>> START GIVEN ENTRIES
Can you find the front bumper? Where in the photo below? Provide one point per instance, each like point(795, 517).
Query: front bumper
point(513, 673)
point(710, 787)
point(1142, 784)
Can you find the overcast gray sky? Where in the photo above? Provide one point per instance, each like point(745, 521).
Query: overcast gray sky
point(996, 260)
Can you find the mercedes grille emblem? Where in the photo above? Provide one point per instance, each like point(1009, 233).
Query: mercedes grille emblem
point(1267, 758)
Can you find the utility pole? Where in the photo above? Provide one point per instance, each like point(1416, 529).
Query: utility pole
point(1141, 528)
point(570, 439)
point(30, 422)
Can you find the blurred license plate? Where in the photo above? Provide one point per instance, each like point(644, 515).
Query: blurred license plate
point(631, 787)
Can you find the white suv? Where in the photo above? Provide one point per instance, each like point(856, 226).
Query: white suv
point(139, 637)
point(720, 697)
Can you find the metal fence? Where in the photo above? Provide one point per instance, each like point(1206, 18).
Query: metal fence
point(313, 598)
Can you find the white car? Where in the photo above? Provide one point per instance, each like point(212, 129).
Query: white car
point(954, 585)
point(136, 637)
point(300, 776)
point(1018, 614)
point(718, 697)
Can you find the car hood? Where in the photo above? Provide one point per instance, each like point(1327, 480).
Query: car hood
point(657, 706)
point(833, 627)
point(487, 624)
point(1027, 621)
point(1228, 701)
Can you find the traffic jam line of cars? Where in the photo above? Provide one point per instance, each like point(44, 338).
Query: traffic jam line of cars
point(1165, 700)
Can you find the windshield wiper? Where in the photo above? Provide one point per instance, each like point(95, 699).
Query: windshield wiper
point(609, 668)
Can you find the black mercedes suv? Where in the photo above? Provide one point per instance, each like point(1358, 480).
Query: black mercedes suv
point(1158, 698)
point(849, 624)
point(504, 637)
>> END GIVEN ENTRIES
_EXERCISE DIRECTIONS_: Reproduce the listing from its start through the line containing "point(30, 422)", request lines included, and shift each answer coordinate by adding -61 to it. Leave the sample coordinates inside the requests unchanged.

_COMPLETED TASK_:
Can you find the front bumper? Where in the photo below? Provide one point per instance, each like point(795, 517).
Query: front bumper
point(452, 612)
point(649, 726)
point(1081, 723)
Can you find the overcast gray sky? Where in the photo above? Provide one point per instance, each like point(745, 521).
Query: overcast gray sky
point(935, 199)
Can you find the mercedes grille emblem? Where in the photo above? Provide one point per instance, each like point(1009, 233).
Query: mercedes grille emblem
point(1206, 697)
Can you find the utility pole? Where in the photo above? Provide one point per instance, each like point(1416, 529).
Query: utility pole
point(1080, 467)
point(509, 378)
point(-31, 361)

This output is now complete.